_EXERCISE DESCRIPTION_. Of the material below, the lines to be retyped are those from the line containing "positive clicks: (280, 206) (274, 216)" through the line containing "positive clicks: (271, 221)", inclusive; reproduce them exactly.

_RECORDS_.
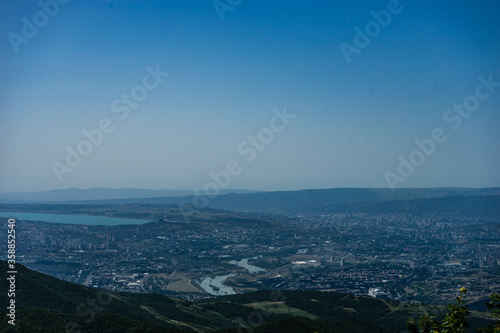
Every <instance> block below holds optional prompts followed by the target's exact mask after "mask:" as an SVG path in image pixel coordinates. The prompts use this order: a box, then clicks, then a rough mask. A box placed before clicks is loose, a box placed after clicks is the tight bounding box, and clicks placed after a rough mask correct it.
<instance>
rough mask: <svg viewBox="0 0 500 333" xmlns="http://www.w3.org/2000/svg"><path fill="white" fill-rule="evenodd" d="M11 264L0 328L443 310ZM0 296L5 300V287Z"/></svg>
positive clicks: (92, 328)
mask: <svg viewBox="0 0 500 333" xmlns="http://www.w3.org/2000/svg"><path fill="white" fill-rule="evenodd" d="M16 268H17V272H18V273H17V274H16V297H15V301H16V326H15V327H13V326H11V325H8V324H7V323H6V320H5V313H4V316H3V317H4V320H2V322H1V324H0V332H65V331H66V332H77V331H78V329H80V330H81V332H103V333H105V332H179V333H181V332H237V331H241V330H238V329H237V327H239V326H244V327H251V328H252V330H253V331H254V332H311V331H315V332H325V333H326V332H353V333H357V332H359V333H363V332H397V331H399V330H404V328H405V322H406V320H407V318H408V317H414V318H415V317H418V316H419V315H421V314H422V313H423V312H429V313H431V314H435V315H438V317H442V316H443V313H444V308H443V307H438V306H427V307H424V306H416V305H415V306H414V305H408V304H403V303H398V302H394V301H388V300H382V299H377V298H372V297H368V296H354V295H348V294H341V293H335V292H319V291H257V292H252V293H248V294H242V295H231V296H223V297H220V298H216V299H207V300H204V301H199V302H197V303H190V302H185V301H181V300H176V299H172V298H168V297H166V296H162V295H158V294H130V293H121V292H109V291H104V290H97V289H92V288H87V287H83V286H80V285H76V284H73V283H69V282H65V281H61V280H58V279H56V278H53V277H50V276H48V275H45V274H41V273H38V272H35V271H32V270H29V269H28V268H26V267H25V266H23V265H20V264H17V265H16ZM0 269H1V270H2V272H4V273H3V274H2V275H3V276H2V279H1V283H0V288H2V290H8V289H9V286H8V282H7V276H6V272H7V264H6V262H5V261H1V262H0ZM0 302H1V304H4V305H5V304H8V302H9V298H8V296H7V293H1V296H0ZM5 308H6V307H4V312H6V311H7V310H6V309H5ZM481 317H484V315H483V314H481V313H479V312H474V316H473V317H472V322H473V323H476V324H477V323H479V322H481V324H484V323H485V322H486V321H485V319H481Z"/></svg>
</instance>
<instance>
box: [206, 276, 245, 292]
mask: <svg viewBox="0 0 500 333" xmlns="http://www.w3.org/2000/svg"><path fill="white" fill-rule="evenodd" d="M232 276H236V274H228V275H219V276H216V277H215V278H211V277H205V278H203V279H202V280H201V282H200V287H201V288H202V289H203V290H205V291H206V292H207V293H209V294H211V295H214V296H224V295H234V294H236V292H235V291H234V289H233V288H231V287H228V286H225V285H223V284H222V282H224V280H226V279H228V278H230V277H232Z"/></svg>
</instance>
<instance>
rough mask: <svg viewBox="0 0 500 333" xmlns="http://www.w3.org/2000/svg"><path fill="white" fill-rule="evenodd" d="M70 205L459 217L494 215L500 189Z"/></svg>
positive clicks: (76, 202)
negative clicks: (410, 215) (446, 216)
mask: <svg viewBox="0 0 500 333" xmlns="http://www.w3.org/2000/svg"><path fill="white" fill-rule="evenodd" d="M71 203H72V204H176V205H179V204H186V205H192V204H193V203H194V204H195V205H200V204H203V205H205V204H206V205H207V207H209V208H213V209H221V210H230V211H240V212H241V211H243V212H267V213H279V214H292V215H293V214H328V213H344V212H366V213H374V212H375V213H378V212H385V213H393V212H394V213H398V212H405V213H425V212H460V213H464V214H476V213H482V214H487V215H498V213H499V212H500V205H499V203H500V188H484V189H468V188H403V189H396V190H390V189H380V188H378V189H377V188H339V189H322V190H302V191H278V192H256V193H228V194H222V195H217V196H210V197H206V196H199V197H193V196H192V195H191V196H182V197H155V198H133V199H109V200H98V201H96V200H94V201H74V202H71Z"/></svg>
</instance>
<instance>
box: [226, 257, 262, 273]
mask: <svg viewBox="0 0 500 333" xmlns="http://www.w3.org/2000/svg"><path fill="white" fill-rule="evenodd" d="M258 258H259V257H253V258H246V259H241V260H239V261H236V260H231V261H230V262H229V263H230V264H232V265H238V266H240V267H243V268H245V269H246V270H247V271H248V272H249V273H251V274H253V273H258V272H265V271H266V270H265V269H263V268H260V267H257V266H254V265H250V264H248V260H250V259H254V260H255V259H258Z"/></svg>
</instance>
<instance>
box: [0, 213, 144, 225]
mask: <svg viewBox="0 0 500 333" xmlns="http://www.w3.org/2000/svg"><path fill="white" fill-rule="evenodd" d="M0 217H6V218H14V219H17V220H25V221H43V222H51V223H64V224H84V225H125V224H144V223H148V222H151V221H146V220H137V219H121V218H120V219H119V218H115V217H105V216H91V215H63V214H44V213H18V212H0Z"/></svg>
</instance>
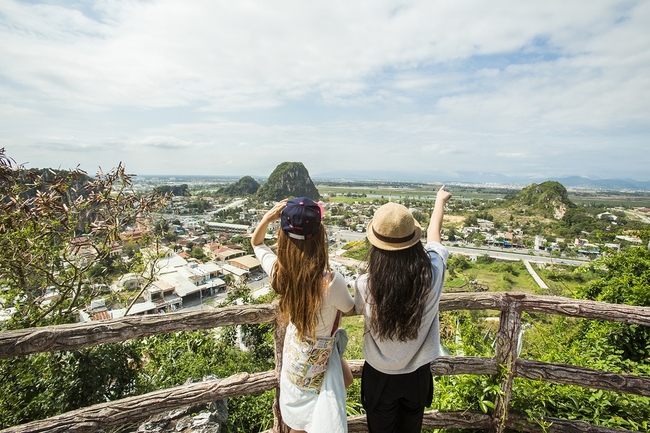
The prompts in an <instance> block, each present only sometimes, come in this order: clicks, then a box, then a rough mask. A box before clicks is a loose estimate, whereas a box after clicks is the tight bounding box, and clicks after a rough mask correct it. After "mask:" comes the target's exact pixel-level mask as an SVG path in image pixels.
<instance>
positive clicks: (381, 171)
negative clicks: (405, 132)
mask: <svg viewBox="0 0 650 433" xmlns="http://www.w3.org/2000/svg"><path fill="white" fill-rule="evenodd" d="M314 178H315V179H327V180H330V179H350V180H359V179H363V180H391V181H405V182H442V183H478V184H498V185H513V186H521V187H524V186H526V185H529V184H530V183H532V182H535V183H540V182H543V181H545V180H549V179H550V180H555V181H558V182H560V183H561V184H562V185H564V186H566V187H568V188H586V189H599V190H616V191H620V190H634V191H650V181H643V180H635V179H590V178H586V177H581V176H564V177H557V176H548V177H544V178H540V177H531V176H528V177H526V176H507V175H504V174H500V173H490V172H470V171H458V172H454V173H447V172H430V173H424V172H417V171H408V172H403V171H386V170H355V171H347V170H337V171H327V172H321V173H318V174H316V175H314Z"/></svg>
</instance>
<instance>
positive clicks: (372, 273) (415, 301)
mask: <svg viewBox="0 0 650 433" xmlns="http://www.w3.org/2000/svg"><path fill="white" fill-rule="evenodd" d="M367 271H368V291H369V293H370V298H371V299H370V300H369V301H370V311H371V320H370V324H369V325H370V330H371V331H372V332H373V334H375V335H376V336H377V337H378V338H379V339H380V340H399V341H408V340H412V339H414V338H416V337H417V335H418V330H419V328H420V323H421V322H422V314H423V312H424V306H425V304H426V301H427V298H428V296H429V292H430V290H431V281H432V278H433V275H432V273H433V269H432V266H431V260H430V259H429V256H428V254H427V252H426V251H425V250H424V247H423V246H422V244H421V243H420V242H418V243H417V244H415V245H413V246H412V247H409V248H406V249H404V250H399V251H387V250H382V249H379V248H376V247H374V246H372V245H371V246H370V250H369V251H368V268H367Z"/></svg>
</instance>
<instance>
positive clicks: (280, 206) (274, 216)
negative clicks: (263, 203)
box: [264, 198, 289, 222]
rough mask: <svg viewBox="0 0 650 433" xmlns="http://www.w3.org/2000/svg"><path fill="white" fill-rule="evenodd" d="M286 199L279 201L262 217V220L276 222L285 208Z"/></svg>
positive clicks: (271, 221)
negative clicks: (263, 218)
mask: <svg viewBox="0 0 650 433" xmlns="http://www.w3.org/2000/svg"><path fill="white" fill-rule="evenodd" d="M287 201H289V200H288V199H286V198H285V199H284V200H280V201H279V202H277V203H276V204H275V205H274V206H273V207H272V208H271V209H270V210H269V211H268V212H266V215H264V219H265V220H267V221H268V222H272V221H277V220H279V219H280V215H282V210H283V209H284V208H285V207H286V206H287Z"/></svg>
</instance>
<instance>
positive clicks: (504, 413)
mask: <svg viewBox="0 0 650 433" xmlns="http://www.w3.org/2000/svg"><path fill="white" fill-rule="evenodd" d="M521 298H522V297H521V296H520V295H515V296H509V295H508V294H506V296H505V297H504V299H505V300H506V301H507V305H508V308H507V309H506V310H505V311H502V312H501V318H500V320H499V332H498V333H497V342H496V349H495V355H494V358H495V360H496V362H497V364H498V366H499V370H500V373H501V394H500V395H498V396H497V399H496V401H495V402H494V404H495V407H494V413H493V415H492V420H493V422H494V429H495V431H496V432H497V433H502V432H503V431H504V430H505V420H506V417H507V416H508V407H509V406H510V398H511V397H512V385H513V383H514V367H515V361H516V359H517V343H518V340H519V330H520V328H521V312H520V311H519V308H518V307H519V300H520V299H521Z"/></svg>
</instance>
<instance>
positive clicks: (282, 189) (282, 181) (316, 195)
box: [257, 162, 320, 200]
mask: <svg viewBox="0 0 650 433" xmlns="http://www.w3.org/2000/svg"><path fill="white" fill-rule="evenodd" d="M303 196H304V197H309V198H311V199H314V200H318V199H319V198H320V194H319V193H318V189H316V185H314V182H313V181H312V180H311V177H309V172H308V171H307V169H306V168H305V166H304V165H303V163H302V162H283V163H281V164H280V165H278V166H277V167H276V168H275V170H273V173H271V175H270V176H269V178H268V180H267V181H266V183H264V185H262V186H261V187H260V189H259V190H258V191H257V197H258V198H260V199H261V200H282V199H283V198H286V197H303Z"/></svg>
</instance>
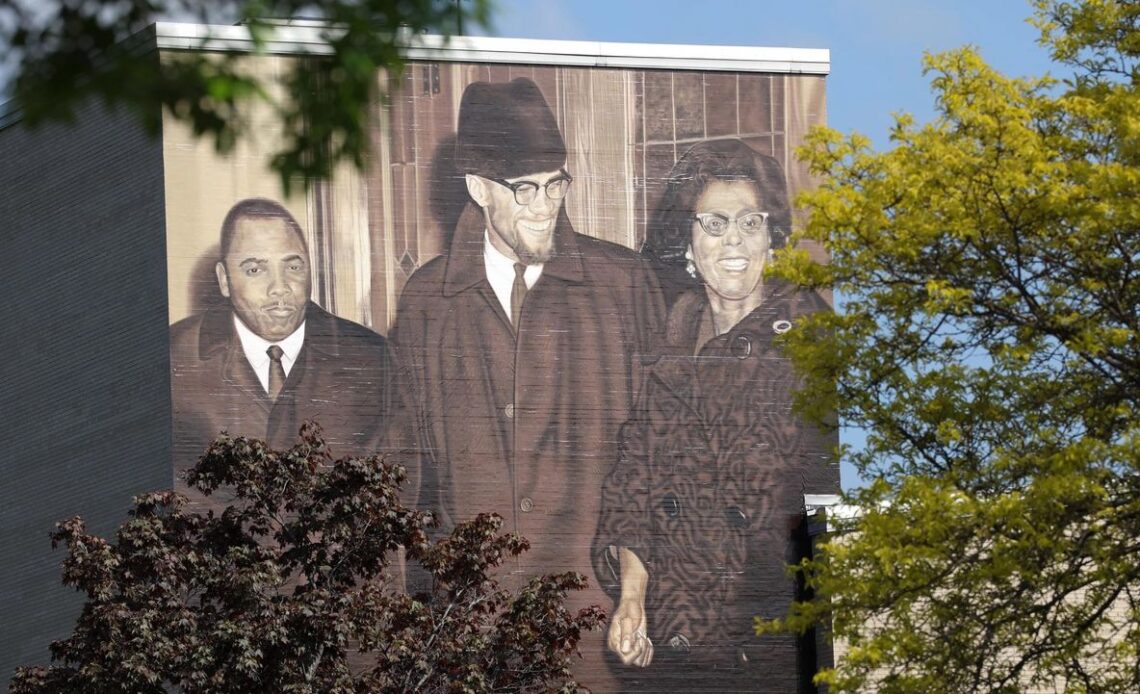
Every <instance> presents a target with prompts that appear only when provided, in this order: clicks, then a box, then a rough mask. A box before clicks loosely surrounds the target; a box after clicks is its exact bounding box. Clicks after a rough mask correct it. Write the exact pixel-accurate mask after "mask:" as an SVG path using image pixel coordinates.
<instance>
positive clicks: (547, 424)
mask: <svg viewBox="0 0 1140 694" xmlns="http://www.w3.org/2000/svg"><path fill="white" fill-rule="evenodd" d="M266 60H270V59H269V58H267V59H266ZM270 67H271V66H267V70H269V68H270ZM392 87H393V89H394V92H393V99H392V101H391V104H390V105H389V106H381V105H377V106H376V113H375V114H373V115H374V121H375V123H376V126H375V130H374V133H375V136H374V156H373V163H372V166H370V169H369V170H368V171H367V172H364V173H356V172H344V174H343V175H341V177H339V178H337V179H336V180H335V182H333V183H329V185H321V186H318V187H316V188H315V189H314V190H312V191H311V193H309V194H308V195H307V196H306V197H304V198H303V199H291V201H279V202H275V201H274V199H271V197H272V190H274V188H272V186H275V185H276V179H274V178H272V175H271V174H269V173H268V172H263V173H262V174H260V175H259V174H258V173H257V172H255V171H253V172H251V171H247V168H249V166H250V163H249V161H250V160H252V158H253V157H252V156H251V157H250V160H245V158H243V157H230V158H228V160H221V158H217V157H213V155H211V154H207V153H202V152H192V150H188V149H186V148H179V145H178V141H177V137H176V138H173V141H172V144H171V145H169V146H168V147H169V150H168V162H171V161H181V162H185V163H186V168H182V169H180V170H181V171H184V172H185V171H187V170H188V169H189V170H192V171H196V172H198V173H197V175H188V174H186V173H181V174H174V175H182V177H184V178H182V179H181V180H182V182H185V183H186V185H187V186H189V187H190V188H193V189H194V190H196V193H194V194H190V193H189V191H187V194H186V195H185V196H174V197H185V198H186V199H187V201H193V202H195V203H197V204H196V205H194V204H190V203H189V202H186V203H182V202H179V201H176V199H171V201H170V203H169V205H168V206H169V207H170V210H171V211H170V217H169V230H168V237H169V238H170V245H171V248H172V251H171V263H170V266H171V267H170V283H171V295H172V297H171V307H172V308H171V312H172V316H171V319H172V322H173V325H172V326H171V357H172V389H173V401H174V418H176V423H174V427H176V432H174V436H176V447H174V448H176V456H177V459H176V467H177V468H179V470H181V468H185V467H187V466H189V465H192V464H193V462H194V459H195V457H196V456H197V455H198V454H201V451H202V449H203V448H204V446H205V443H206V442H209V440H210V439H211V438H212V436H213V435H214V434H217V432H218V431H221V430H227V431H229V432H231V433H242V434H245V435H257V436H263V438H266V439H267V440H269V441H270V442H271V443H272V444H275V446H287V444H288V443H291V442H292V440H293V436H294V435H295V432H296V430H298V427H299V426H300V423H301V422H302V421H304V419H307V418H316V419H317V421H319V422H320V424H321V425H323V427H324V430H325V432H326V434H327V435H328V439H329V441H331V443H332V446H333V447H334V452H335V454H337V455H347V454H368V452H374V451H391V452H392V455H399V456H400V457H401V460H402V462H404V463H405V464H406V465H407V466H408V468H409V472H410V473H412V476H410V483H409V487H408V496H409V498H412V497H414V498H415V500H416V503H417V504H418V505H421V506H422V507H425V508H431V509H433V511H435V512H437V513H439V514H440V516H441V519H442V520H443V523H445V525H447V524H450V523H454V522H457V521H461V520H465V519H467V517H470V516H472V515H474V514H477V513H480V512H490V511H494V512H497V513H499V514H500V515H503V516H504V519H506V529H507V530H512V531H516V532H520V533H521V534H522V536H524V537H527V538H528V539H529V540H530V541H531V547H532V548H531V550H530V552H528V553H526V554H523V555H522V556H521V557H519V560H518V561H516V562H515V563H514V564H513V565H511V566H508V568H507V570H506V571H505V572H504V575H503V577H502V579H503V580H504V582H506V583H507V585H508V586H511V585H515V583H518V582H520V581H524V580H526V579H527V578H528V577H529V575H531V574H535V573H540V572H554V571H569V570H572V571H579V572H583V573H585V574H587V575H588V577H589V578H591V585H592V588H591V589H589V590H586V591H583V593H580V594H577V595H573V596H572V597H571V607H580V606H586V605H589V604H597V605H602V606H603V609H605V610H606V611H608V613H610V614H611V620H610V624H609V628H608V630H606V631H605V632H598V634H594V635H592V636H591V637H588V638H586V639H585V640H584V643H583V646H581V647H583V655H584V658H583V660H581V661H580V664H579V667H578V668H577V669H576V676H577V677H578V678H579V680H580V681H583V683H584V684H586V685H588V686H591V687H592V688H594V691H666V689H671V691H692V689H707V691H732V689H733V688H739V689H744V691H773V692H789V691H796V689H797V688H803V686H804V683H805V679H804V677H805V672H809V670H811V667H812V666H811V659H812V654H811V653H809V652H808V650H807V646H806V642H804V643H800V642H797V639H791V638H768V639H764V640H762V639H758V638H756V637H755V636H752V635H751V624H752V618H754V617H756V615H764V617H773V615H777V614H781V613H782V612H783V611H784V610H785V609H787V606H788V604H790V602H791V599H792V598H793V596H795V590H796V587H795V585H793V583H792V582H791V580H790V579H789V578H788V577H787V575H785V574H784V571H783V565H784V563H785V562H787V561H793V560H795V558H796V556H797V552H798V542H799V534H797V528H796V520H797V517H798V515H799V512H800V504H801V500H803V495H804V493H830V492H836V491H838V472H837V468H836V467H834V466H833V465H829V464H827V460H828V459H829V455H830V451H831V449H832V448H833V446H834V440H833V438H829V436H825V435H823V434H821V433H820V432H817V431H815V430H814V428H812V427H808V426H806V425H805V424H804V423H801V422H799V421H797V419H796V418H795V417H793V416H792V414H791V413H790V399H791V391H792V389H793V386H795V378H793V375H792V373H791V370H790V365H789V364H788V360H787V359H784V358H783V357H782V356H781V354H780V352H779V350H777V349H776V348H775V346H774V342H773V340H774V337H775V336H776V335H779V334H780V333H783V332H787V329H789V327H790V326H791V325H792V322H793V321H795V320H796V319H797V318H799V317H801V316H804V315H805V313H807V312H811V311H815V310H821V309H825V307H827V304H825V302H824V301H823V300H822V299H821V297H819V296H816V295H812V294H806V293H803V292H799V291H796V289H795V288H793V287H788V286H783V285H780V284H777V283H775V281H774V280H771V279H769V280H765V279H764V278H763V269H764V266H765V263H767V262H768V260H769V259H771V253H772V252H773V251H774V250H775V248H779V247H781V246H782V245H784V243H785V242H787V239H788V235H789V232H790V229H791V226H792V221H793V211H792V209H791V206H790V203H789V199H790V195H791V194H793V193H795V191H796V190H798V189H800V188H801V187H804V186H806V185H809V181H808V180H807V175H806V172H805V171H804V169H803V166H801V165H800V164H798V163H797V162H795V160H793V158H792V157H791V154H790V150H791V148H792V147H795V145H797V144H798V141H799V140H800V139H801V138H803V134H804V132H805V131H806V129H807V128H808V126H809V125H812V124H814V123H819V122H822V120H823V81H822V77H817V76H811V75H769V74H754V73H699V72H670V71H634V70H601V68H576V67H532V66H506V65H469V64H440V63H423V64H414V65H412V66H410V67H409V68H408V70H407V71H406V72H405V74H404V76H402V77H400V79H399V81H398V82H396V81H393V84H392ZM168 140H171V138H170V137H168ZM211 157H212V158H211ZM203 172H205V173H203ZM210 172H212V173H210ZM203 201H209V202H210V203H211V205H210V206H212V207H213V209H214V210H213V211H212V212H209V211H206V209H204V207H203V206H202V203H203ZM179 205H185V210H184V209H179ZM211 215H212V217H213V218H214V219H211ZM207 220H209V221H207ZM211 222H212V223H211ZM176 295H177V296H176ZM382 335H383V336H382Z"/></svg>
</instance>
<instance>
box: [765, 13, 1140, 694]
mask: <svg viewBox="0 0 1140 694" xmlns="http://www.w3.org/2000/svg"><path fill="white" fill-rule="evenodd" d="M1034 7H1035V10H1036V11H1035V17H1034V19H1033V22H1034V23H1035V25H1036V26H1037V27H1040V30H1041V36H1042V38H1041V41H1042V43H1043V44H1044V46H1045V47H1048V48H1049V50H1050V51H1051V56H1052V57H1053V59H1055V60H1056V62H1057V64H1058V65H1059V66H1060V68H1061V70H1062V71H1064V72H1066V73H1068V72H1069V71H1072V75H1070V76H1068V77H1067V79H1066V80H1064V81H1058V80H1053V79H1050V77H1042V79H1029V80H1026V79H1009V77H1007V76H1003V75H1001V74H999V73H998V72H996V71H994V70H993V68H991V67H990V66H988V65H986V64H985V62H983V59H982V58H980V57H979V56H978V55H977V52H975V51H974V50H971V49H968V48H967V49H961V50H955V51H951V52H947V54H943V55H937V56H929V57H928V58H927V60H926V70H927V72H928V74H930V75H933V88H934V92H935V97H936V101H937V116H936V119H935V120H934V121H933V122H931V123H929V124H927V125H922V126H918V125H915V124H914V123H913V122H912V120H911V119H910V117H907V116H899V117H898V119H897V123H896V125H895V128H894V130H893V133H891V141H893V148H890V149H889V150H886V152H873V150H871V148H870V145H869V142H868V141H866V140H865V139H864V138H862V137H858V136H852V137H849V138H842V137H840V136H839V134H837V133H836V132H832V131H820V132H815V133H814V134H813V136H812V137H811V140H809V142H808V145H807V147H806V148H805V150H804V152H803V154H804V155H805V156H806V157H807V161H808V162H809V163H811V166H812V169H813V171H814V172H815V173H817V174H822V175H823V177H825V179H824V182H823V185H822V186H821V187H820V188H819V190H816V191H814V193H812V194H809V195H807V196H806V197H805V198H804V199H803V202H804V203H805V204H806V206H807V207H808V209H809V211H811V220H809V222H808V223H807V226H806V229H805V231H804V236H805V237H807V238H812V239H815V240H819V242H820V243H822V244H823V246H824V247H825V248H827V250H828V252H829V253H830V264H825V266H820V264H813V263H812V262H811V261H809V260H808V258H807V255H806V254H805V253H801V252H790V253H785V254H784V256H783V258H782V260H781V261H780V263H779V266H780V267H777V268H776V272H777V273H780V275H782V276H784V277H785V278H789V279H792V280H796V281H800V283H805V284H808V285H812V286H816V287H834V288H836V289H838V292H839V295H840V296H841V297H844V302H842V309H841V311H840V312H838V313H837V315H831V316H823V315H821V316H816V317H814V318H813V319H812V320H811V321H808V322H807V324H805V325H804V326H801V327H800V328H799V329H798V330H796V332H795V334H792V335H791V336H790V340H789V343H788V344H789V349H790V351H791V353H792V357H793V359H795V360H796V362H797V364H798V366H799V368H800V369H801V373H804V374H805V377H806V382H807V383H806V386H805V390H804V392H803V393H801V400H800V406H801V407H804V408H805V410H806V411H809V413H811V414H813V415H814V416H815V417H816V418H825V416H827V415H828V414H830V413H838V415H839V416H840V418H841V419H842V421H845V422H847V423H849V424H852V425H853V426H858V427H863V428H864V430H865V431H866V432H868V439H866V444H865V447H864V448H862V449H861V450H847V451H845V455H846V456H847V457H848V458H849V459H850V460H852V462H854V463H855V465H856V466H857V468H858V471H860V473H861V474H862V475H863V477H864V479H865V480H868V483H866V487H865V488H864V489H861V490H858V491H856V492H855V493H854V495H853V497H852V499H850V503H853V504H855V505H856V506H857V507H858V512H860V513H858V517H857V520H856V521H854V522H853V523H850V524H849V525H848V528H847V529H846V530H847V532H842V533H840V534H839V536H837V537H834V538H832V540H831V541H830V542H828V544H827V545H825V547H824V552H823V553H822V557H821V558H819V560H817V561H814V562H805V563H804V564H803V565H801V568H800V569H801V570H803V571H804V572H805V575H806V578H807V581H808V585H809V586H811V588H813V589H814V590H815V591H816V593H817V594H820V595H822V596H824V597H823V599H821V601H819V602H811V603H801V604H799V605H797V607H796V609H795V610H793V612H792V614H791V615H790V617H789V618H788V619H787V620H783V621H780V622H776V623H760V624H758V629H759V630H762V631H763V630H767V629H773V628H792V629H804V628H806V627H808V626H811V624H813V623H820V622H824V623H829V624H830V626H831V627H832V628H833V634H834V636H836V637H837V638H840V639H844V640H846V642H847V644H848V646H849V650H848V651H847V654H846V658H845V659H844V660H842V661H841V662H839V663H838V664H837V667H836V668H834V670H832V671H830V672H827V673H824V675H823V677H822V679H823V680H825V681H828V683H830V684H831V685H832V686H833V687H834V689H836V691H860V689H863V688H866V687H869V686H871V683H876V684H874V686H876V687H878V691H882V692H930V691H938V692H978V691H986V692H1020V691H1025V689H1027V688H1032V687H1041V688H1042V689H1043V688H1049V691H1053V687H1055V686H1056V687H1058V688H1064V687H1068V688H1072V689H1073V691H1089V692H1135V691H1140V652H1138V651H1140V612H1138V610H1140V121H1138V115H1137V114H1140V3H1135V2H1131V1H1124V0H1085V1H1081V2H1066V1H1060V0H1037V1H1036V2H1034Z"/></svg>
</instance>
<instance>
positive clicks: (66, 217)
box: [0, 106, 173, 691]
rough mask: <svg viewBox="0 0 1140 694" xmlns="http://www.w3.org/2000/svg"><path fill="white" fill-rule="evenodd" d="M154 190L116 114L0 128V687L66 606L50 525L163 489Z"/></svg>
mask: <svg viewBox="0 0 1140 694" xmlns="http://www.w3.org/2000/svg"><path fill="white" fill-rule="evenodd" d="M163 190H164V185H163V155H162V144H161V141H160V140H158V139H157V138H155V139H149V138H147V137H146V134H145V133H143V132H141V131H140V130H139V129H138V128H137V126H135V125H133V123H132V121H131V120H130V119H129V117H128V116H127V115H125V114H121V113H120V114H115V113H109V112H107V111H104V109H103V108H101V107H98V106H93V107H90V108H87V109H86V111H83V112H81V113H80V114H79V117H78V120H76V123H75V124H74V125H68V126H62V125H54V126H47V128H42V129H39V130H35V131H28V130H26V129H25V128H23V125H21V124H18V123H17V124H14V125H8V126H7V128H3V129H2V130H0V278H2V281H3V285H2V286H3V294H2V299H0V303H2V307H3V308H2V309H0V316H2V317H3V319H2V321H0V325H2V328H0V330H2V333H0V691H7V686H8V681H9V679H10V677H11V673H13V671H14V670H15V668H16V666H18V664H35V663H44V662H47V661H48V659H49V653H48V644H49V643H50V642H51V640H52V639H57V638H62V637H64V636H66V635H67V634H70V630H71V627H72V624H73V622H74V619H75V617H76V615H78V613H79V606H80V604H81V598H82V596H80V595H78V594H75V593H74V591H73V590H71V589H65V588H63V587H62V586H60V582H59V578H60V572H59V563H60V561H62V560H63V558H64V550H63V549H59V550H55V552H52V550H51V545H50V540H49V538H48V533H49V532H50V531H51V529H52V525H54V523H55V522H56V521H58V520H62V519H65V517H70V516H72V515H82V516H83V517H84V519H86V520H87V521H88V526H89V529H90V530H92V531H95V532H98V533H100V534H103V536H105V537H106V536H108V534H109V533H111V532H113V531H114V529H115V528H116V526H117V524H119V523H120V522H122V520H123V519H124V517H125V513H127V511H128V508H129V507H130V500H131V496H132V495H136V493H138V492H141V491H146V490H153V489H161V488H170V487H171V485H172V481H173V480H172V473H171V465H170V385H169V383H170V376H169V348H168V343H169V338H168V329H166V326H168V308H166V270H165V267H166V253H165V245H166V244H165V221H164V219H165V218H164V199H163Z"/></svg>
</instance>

_WORKED SOLUTION_.
positive clicks: (280, 206) (274, 216)
negative clicks: (263, 203)
box: [264, 198, 289, 222]
rough mask: <svg viewBox="0 0 650 433" xmlns="http://www.w3.org/2000/svg"><path fill="white" fill-rule="evenodd" d="M286 199L279 201L262 217V220L276 222L285 208Z"/></svg>
positive clicks: (271, 221)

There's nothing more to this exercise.